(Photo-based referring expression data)
*** Block opens ***
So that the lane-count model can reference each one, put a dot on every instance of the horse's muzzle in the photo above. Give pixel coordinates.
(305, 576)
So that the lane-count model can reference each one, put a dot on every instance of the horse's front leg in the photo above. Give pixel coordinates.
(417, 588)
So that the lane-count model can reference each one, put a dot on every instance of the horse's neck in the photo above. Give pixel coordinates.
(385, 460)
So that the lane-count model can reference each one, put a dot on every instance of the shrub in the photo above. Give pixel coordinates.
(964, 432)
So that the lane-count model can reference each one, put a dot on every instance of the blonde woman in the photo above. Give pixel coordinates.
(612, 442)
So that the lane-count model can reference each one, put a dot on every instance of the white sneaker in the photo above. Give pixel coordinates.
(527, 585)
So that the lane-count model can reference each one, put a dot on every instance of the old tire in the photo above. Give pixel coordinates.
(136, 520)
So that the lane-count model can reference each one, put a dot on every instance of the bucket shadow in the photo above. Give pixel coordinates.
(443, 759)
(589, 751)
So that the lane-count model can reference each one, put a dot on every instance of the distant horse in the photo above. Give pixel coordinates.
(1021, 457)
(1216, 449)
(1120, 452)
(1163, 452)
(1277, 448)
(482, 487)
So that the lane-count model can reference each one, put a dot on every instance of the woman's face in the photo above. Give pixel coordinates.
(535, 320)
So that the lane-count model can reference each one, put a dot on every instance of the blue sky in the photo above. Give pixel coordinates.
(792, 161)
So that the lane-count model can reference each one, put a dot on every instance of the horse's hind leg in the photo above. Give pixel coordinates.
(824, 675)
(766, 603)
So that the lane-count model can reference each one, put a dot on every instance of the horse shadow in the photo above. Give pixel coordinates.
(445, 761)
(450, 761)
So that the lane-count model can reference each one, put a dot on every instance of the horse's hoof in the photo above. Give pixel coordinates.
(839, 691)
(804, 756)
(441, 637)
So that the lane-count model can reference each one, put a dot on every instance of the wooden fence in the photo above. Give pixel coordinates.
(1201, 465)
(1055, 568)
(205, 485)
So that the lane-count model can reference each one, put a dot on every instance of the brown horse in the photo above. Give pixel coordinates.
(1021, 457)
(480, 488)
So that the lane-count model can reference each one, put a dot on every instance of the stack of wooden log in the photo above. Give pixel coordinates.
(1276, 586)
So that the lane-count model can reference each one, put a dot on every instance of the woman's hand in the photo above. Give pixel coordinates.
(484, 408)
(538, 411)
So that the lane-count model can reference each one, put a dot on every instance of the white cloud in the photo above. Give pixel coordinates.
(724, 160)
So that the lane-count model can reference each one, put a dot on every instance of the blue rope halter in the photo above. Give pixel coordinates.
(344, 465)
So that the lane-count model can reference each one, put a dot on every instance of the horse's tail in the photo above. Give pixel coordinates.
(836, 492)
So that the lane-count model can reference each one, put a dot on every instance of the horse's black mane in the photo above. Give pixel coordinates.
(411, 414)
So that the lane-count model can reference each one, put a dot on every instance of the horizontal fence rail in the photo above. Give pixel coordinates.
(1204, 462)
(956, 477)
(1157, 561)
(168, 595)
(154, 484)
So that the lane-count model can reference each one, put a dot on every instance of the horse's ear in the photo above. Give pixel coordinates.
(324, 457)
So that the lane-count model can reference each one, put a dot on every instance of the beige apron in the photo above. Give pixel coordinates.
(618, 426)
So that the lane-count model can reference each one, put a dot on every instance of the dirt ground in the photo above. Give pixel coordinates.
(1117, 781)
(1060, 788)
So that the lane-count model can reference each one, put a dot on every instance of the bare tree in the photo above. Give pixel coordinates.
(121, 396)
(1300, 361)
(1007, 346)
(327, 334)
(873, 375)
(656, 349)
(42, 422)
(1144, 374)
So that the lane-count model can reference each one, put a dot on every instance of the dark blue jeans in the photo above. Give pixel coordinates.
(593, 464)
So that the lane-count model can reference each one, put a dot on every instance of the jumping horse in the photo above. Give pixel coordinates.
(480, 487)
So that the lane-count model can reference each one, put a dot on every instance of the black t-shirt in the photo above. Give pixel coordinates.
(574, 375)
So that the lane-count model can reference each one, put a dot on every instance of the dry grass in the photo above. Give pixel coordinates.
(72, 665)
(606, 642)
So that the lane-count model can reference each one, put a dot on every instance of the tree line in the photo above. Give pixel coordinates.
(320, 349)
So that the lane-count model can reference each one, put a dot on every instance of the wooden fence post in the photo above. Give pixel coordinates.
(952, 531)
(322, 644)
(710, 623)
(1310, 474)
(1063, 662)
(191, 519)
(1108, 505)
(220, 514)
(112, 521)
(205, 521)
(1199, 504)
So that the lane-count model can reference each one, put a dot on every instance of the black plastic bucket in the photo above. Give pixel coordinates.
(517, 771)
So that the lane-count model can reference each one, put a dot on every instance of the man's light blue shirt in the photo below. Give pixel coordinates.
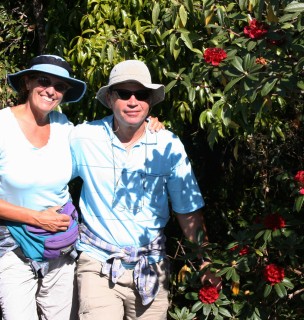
*** Block closes ***
What is required: The data above must be written out again without alteration, and the pictures in them must be excluded.

Solved problem:
So that the lane-count model can reference each one, put a dot on every instance of the horse's muzzle in the photo above. Give pixel coordinates.
(305, 576)
So that the lane-count model can reference each one, put a dot on every instance of the horse's front leg in the photo above. Give pixel coordinates.
(417, 588)
So that the lane-count model can reference each one, put a dot on every instance of the horse's neck in the photo above. Give pixel coordinates.
(385, 460)
So that the lane-count model can reference each one, put a dot on every instance of the shrub in the photo above. Give pixel coordinates.
(964, 432)
So that the lane-count model can reference each one, put a dot on every instance of the blonde woman in the photo above. Give pixel coordinates.
(612, 442)
So that the lane-count model can reference each one, put a dot on every instance of the white sneaker in the photo above. Give pixel coordinates.
(527, 585)
So that the lane-count model can reference each one, put a dot on every instance of the old tire in the photo above. Give pixel coordinates.
(136, 520)
So that the lane-count model can reference each one, put a dot on every instance of the bucket shadow in the photo above. Give pixel coordinates.
(443, 759)
(589, 751)
So that the lane-count model can reference each one, put a dot on every instance of the distant horse in the photo above. Give pixel coordinates.
(1021, 457)
(1216, 449)
(1120, 452)
(1163, 452)
(1277, 448)
(482, 487)
So that the lane-count model can reference each one, put a dot on every instance of the woman's face in the photo above. Give pixel coordinates.
(535, 320)
So that the lane-count model can reference each one, put a dot on every instance of the blue sky in the photo above. Give pixel coordinates.
(792, 161)
So that the lane-count model can reference each one, put a dot on every instance of the horse's hind leg in the photo above. Give pixel coordinates.
(824, 675)
(766, 603)
So that the lane-count model can reference each one, put a dot on every instance of the horse shadow in the photo above. Give pixel coordinates.
(445, 761)
(450, 761)
So that the lane-count model can reference each one, put a dot on every instance of the horse's hoof in the photo above. Give pixel coordinates.
(839, 691)
(804, 756)
(441, 637)
So that the lane-count model can reference each one, put a dot on every instance of the wooden fence in the photo above. Give pixel coordinates.
(1201, 465)
(1055, 568)
(205, 485)
So that the lane-count model can reference each one, put a dot on every instance of the brown horse in the photo above. Give pixel coordinates.
(1021, 457)
(480, 488)
So that the lane-count model can reference each one, put a dot on every instance of the stack of wooden log in the photo above. Give pixel coordinates.
(1276, 586)
So that the lane-count model can reference each one, put a dot on every instance of the woman's hand in the photo above. Give pixel coordinates.
(484, 408)
(538, 411)
So that the lane-count model can reference each one, put a dot on every instance of the white cloud in the photo above. Give pixel coordinates.
(724, 160)
So that the lane-count model can reference each one, put a dot on every instance of the blue rope halter in the photo above. Give pixel coordinates.
(344, 465)
So that the lane-count model can reference each one, put a dot on every instance of the horse's tail in the photo above. Give pixel coordinates.
(836, 492)
So that the lane-count model can reference each one, put a dot on every instance of the horse's black mane in the photo above. Give pixel coordinates.
(411, 414)
So that the lane-count model can reference each one, put a dot on every instance of the horizontal fence rail in the photo above. Give pixel coordinates.
(1204, 462)
(956, 477)
(1157, 561)
(168, 595)
(154, 484)
So that the lane-count model can reference each one, put a dot on every instance of the horse's ear in the photo above. Give pixel coordinates.
(324, 457)
So that the lane-count model can reference each one, put a dot on every instance of the beige apron in the photo above. Give pixel coordinates.
(618, 426)
So that the lane-count model can reference each one, put a dot on every instance of the dirt ground in the photo above. Give pixel coordinates.
(1117, 781)
(1060, 788)
So that the lane-count model can reference each one, put a dot on every instance of the bare tree in the photo above. Give pixel coordinates.
(121, 396)
(1300, 361)
(1007, 346)
(327, 334)
(873, 375)
(656, 349)
(42, 422)
(1144, 374)
So that the lane-count model can reference each one, put a dot on every instance of the dark blue jeans in the photo above. Give pixel coordinates.
(593, 464)
So that the lane-count model can reference each one, put a dot on every instance of the jumping horse in the photo above. Give pixel coordinates.
(480, 487)
So that the lane-count model can reference each one, put a dot on every instance of the black t-shirt in the photo above. Give pixel coordinates.
(574, 375)
So that the lane-count model can reference each one, put a dot on every instance of the dry grass in the photo above. Give pixel coordinates.
(72, 665)
(606, 642)
So that the lane-count model can reference each one, put a dot on every instance of the tree line in the photo above. Give pixel coordinates.
(320, 349)
So that the lane-count model can reference each one, put a dot on every instance of the wooden fence post in the photo above. Give pixel coordinates.
(952, 531)
(322, 644)
(710, 623)
(1310, 474)
(1063, 662)
(191, 519)
(1108, 505)
(220, 514)
(112, 521)
(205, 521)
(1199, 504)
So that the lane-count model can reference each one, put a dot on every instance of the black plastic bucket in the photo above. Give pixel coordinates.
(517, 771)
So that the lane-count model can reference each one, put a dot on every instance of the man's light blue shirt in the photo below. Give pixel coordinates.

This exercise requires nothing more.